Exercise brief =
Find every line in the items below that contains the string "water", treating case as significant, and copy each of those lines.

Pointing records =
────────────────

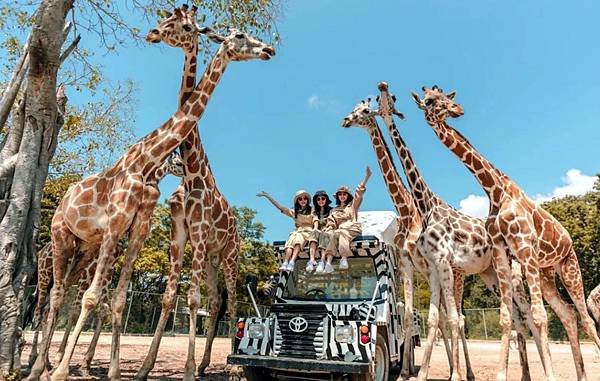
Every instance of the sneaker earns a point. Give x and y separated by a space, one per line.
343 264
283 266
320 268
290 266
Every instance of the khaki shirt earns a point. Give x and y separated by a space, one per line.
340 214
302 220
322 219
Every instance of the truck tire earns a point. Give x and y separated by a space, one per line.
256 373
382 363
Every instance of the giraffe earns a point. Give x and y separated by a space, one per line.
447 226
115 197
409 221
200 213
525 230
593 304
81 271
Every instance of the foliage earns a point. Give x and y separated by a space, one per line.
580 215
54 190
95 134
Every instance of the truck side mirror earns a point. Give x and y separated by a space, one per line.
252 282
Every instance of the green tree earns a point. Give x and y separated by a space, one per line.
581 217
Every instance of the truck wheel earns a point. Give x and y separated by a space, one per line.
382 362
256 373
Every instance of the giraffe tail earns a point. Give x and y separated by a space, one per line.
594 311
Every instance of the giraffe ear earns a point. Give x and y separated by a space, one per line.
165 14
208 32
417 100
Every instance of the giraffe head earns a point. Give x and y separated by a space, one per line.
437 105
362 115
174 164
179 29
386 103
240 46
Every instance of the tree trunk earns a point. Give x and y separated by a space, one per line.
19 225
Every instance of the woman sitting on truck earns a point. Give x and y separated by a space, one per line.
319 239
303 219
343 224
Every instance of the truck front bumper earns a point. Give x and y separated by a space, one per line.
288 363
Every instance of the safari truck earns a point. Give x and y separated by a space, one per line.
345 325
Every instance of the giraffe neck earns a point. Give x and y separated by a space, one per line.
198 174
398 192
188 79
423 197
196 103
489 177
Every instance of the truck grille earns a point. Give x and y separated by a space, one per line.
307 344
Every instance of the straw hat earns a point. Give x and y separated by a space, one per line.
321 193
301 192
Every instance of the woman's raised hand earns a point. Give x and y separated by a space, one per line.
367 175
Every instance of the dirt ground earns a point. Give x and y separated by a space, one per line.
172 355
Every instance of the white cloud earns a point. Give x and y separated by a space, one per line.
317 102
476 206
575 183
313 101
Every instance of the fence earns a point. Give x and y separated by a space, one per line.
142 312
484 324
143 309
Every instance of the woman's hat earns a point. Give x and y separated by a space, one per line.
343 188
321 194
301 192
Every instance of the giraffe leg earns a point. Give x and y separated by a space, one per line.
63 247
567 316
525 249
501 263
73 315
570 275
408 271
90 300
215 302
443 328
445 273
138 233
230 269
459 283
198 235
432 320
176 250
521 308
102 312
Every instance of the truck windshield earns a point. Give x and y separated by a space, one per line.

────────────────

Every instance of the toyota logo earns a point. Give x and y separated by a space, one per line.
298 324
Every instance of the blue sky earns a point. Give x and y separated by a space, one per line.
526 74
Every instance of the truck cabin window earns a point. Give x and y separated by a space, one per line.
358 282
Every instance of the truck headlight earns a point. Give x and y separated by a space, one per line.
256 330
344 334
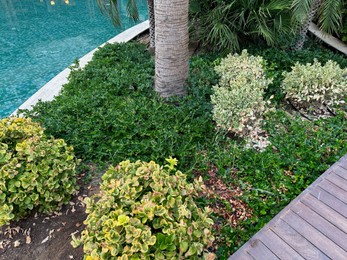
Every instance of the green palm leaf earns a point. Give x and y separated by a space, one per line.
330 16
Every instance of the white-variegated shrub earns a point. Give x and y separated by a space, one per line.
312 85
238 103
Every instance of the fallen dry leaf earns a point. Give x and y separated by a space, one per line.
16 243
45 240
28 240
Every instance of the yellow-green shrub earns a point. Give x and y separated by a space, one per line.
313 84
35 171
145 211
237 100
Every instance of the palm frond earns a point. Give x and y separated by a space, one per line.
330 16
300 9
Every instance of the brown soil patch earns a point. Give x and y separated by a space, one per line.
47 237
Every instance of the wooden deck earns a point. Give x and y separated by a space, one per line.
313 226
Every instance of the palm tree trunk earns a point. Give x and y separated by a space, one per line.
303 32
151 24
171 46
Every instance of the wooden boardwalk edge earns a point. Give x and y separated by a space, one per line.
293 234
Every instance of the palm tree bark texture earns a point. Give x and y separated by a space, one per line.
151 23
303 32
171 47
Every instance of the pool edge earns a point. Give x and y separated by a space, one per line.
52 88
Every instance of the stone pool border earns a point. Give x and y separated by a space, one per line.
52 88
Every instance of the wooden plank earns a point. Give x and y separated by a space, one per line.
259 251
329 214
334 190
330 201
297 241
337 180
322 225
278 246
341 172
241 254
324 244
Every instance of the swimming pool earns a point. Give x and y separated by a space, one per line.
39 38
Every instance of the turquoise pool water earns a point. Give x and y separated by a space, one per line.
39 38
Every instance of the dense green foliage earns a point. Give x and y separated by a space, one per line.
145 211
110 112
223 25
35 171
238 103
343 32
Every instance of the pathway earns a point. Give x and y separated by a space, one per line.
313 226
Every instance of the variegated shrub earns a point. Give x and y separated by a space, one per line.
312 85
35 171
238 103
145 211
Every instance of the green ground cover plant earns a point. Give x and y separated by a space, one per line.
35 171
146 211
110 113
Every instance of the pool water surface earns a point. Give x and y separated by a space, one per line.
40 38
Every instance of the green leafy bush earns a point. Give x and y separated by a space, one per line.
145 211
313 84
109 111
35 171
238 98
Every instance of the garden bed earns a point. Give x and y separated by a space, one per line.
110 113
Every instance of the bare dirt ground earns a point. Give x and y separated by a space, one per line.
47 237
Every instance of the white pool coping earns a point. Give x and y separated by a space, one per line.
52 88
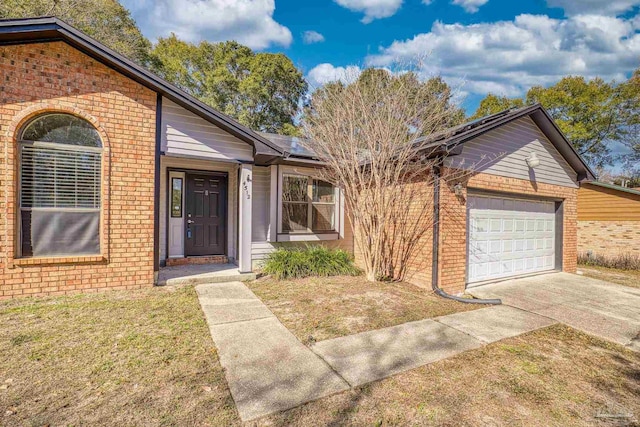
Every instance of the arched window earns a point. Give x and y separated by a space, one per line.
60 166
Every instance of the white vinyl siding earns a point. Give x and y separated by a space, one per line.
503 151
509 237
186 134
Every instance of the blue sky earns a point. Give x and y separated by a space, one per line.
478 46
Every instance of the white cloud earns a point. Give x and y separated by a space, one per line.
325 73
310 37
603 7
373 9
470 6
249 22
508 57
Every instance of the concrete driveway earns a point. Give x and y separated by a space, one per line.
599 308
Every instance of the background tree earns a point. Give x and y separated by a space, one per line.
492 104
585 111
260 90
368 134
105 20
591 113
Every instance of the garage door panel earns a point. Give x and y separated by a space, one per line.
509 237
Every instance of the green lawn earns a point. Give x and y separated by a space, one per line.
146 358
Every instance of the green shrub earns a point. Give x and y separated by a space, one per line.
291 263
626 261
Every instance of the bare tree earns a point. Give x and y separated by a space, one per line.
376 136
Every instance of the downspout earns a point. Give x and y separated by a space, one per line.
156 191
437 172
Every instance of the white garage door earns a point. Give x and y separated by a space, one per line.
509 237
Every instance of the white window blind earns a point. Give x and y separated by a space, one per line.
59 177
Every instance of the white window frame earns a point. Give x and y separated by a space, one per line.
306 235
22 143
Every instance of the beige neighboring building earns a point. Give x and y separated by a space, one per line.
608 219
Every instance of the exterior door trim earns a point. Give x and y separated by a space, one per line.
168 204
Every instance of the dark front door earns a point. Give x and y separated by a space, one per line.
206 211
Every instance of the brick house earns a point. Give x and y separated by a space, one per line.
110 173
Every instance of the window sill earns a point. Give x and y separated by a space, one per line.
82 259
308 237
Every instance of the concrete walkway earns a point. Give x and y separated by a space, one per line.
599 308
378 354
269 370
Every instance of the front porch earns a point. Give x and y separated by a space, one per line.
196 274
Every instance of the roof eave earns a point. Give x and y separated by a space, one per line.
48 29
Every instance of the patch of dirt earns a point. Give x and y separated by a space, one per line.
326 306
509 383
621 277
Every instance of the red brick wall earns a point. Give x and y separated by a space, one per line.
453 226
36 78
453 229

────────────────

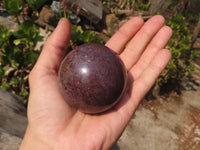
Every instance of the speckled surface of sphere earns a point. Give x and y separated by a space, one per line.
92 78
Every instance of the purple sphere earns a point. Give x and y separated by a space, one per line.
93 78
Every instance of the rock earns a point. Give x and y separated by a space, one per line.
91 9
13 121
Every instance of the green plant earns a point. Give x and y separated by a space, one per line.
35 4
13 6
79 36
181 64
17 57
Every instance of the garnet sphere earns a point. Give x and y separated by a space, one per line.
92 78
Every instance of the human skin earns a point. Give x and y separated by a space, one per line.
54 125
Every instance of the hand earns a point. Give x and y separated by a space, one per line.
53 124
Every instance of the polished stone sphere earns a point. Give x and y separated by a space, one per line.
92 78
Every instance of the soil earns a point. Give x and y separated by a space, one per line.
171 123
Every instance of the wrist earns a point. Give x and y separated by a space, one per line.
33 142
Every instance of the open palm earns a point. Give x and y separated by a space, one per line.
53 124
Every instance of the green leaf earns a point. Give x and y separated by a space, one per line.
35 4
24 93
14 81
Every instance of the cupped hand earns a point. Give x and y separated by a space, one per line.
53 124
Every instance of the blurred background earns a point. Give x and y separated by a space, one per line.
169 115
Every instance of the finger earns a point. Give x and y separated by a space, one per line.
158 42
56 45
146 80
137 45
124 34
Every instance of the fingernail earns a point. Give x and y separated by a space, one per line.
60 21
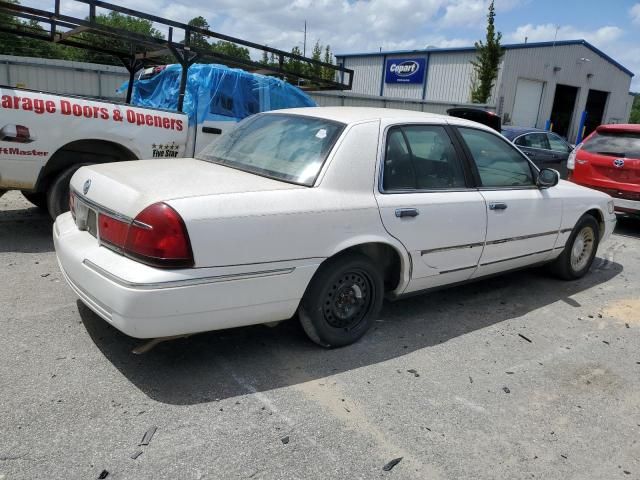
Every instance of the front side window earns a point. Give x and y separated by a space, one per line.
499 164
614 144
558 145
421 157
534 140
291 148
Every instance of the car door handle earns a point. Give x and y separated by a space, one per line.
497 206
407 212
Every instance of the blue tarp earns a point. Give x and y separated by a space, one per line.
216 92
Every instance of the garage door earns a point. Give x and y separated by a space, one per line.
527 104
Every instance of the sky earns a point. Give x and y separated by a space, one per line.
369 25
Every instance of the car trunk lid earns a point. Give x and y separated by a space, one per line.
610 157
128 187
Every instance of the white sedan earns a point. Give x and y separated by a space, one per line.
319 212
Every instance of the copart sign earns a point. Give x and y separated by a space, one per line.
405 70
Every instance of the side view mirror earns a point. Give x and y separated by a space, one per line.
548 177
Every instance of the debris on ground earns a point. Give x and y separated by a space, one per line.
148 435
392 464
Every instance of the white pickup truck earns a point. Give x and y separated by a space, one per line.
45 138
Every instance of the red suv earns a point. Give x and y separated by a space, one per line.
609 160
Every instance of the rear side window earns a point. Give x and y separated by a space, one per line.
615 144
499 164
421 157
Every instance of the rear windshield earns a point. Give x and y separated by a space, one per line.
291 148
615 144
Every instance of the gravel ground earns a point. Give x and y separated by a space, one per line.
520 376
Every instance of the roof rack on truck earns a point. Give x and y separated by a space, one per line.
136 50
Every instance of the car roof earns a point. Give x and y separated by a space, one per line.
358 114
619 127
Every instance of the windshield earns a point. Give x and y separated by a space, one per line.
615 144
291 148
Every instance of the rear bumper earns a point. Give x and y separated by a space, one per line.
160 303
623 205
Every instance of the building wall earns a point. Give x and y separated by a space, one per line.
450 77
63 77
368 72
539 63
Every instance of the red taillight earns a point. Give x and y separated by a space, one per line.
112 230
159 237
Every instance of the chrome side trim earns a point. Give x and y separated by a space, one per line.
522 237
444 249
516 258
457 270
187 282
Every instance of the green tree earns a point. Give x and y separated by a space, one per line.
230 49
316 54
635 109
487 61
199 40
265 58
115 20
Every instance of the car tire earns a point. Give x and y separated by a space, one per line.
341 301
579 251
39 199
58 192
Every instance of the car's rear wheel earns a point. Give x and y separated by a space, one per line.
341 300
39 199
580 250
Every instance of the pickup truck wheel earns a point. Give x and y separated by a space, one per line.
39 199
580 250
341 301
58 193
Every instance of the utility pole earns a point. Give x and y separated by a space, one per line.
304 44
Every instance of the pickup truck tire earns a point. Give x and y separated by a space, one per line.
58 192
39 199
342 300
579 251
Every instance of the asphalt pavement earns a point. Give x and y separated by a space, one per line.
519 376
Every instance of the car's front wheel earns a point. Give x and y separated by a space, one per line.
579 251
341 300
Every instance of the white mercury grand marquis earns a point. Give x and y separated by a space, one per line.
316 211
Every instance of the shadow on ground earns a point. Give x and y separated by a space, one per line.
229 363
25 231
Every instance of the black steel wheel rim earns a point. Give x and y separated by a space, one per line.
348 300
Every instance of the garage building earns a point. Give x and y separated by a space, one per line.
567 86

────────────────

Reply to the exercise =
Every instance of the turquoise pool water earns a point. Give x and y separated by a space, one per line.
Every instance of the pool water surface earns a point. Give x and y separated by a space, one per line.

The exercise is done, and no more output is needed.